::: TEXTO CITADO

Ser boleta

La boleta única de papel, fase superior de la banalización de la política

 

Ingenieros y otros tecnólogos conocen un aforismo que reza “si funciona bien, no lo arregles”. Con la implementación del instrumento de votación conocido como boleta única de papel (BUP), se lo está desconociendo.

La Argentina tenía un sistema electoral que funcionaba bien: cumplía con los objetivos mínimos y consensuados de una democracia contemporánea. Las elecciones fueron libres, limpias, transparentes y consideradas legítimas por todos los actores involucrados (jueces, otros funcionarios, partidos políticos y ciudadanos). El instrumento de votación usado hasta ahora –la boleta partidaria–, eslabón clave del sistema, contribuyó a la construcción de la confianza que la sociedad ha tenido en los resultados electorales. La solidez y supervivencia de nuestras instituciones se apoyó en esta confianza. Ese sistema electoral, modificado por la sanción de la ley que establece la BUP, sirvió para verificar que en los últimos 15 años los oficialismos habían perdido cinco de las últimas ocho elecciones. En otras palabras, teníamos en la Argentina un sistema que organizaba elecciones cuyo resultado se mantenía en la incertidumbre hasta que se abrían las urnas.

::::::
::: INFORMACIÓN PROPORCIONADA

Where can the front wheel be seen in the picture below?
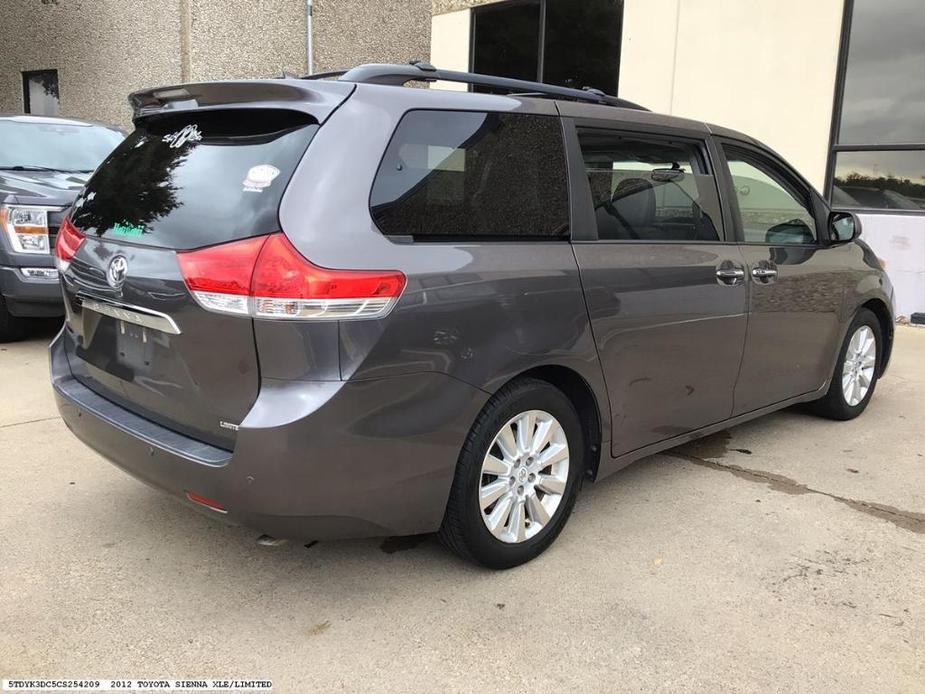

::::::

▶ DESAFÍOS:
[A] Indica si cada afirmación concuerda con el texto sobre la boleta única de papel y responde sí o no, citando textualmente las palabras que lo deciden: (i) las elecciones fueron consideradas legítimas por todos los actores involucrados; (ii) los oficialismos ganaron la mayoría de las últimas ocho elecciones; (iii) el instrumento de votación usado hasta ahora era la boleta única de papel.
[B] Continúa el texto sobre la boleta única de papel a partir de su última oración.

▶ LAS RESPUESTAS:
[A]
(i) Sí: "Las elecciones fueron libres, limpias, transparentes y consideradas legítimas por todos los actores involucrados".
(ii) No: "los oficialismos habían perdido cinco de las últimas ocho elecciones".
(iii) No: "El instrumento de votación usado hasta ahora –la boleta partidaria–".

[B]
Para modificarlo deberían haberse exhibido datos con base empírica en aquellos aspectos que presuntamente iban a mejorarse, pero esto no se hizo. Un observador inadvertido no entendería qué viene a resolver este cambio. Sin embargo, pueden conjeturarse algunos de sus efectos políticos que probablemente encierren las verdaderas razones de su implementación.

¿Cuáles son aquellas presuntas ventajas con las que pretende legitimarse a la BUP? ¿Cuáles los objetivos políticos no explicitados? En las líneas que siguen trataré de responder estas preguntas, bajo una premisa: ningún sistema electoral resuelve los problemas de un país o de cualquier otra jurisdicción político-territorial, pero puede agravarlos.

 

El sistema

Un argumento al que han recurrido los promotores de la BUP es que se necesitarán menos fiscales por partido, con lo que se verían favorecidos los partidos chicos. No hace falta ser un entendido para comprobar que el nuevo formato de boleta no va a eximir a los partidos de contar con el mismo número de fiscales propios que antes del cambio: con una boleta que está a una cruz con birome de convertirse en voto anulado, ningún partido puede darse el lujo de no contar con una red de fiscales que cuiden sus votos. Los fiscales no necesitarán entrar al cuarto oscuro para verificar la existencia de boletas propias, pero deberán estar bien despiertos a la hora de contar los votos; es decir, cambia parcialmente la función de los fiscales, pero siguen siendo imprescindibles.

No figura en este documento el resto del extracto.